■ COMPLETE THE FOLLOWING ■
a - Which claims in the patent claims text use the word "wherein"? Give their numbers.
b - Write the next part of the patent claims, picking up after the last claim shown.

■ TEXT UNDER STUDY ■
16. The data processing system of claim 14, wherein the placing means comprises:

means for making a call to a hardware interface layer to place the hard ware component into a permanent reset state.

17. The data processing system of claim 14, wherein the indication is stored in an error log.

18. The data processing system of claim 14 further comprising:

recreating means, responsive to a selected number of recovery attempts occurring, for recreating the error.

19. The data processing system of claim 14, wherein the error is an error caused by a PCI bus operation.

20. The data processing system of claim 14, wherein the detecting means and the placing means are located in a firmware layer within the data processing system.

21. The data processing system of claim 14, wherein the detecting means is located in a device driver and the placing means is located in a firmware.

22. The data processing system of claim 14, wherein the threshold is the error successively a selected number of times.

[Data excerpts]
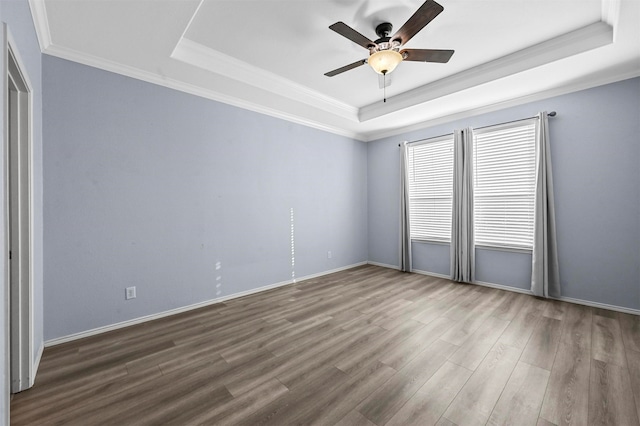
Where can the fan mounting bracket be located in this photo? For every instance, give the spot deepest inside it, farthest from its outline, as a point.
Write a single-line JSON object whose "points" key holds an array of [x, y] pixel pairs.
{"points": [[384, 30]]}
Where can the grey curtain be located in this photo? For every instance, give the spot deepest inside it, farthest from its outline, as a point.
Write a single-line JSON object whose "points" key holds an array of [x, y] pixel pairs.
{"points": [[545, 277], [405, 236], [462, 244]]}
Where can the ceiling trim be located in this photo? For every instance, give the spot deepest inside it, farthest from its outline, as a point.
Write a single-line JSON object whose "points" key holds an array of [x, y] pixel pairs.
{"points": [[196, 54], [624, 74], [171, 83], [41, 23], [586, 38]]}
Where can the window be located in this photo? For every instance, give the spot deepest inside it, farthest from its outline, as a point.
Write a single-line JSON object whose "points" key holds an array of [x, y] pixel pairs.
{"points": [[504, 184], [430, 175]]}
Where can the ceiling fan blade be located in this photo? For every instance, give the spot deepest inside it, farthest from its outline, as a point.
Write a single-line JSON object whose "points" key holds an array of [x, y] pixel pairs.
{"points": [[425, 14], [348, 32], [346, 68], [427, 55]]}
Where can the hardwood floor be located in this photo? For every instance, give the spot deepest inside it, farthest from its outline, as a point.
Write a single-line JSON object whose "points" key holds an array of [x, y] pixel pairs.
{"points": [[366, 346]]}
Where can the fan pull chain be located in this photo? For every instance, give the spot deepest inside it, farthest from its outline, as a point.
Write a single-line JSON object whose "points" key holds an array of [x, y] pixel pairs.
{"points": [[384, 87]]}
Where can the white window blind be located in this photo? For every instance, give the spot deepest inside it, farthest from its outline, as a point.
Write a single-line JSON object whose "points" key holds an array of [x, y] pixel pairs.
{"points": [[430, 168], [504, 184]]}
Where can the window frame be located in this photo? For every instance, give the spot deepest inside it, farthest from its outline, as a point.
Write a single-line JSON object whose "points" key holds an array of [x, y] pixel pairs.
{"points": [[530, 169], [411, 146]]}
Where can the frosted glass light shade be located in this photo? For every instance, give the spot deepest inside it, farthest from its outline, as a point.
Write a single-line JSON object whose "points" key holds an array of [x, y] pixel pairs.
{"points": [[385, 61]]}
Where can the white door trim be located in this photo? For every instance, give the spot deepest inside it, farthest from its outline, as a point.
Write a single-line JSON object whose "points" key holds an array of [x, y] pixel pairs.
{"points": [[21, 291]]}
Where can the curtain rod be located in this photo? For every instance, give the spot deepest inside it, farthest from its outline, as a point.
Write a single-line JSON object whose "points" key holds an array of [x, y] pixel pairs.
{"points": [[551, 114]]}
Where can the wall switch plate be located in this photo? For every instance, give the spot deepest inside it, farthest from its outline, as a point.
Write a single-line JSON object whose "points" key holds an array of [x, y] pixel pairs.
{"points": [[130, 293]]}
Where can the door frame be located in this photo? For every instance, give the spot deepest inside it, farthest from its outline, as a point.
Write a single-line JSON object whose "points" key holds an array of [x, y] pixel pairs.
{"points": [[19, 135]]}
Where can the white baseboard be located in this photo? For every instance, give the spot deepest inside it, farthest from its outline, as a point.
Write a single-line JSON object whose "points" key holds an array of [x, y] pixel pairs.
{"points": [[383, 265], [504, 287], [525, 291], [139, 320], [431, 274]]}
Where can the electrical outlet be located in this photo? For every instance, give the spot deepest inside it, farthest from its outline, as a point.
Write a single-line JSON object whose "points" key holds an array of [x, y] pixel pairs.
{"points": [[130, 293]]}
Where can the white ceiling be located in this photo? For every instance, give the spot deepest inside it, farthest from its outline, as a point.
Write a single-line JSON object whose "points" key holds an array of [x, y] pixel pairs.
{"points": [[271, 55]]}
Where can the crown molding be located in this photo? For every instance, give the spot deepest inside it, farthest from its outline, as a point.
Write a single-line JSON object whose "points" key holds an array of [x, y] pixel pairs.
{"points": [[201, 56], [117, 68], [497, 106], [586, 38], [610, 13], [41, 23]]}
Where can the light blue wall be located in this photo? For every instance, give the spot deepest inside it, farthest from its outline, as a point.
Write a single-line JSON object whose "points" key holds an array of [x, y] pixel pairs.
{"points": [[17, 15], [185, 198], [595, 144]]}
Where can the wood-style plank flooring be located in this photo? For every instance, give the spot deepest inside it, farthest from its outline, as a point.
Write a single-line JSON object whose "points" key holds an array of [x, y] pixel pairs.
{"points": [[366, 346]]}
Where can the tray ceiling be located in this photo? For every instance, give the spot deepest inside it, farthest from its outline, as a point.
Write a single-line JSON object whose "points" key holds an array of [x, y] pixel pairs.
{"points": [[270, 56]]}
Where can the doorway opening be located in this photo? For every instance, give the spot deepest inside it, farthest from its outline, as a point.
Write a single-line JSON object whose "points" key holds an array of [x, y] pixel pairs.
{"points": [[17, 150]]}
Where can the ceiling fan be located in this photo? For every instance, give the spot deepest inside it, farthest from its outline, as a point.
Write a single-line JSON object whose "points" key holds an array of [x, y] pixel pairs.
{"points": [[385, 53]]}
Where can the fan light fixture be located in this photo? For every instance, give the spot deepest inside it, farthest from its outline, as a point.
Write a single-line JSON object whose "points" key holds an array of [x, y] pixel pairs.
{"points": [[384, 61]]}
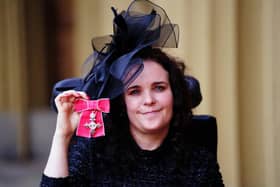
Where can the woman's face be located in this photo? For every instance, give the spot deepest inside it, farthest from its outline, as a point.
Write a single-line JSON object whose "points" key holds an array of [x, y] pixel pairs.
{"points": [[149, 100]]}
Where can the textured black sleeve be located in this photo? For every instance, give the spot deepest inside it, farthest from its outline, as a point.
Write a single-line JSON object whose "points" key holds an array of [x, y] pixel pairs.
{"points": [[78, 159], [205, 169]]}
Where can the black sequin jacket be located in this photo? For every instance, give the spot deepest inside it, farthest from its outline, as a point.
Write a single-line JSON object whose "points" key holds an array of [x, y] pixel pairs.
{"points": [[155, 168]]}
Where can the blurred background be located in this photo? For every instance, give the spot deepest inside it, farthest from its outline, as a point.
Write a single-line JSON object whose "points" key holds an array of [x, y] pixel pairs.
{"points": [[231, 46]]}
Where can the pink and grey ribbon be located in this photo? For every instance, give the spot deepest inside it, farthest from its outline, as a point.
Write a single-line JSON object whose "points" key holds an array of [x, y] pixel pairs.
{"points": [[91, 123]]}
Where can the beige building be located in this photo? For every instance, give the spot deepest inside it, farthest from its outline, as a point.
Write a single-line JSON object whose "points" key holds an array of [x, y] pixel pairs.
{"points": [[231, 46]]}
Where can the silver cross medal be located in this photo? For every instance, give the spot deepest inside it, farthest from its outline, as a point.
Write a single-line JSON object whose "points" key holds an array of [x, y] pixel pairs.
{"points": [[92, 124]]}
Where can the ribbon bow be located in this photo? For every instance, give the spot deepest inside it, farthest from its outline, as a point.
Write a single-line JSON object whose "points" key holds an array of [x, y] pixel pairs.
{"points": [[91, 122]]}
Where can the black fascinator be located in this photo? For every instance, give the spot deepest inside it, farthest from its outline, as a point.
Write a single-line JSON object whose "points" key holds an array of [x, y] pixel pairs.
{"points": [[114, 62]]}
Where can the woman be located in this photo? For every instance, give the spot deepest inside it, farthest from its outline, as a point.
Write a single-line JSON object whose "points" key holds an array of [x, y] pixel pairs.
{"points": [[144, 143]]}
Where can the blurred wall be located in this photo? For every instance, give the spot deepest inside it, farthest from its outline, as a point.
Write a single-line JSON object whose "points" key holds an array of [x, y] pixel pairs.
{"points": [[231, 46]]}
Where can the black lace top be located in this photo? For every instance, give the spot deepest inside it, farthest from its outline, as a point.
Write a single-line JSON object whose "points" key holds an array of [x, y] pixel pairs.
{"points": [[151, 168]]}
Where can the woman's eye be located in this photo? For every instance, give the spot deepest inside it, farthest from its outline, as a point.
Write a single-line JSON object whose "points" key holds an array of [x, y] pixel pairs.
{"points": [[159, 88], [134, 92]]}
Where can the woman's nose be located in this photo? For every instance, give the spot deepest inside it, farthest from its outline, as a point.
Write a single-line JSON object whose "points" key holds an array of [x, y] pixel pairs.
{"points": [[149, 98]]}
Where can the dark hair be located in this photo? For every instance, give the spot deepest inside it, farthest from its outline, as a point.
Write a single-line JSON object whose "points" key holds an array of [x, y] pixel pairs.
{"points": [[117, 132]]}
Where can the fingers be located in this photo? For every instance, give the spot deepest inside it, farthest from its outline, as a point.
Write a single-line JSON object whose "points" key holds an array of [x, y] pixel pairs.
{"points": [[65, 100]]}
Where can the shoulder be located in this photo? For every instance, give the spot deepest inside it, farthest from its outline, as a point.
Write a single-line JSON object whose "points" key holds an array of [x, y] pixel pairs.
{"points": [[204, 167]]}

■ RESULTS IN ORDER ■
a - 16, 17, 19, 20, 21, 22

b -
23. A data processing system for handling errors, the data processing system comprising:

determining means, responsive to an occurrence of an error, for determining whether the error is a recoverable error;

identifying means, responsive to a determination that the error is a recoverable error, for identifying slots on the bus indicating an error state;

incrementing means for incrementing an error counter for each identified slot; and

placing means, responsive to the error counter exceeding a threshold, for placing the slot into a permanently unavailable state.

24. The data processing system of claim 23, wherein the placing means is a first placing means and further comprising:

second placing means, responsive to the error counter failing to exceed the threshold, for placing the slot into an available state, wherein a device within the slot resumes functioning.

25. A computer program product in a computer readable medium for isolating failing hardware in the data processing system, the computer program product comprising:

first instructions, responsive to detecting a recovery attempt from an error, for storing an indication of the attempt; and

second instructions, responsive to the error occurring in the more than a threshold for a hardware component, for placing the hardware component in an unavailable state.

26. The computer program product of claim 25 further comprising:

third instructions for clearing the unavailable state of the hardware component in response to a hot-plug action replacing the hardware component.

27. The computer program product of claim 25, wherein the placing step comprises:

third instructions for making a call to a hardware interface layer to place the hard ware component into a permanent reset state.

28. The computer program product of claim 25, wherein the indication is stored in an error log.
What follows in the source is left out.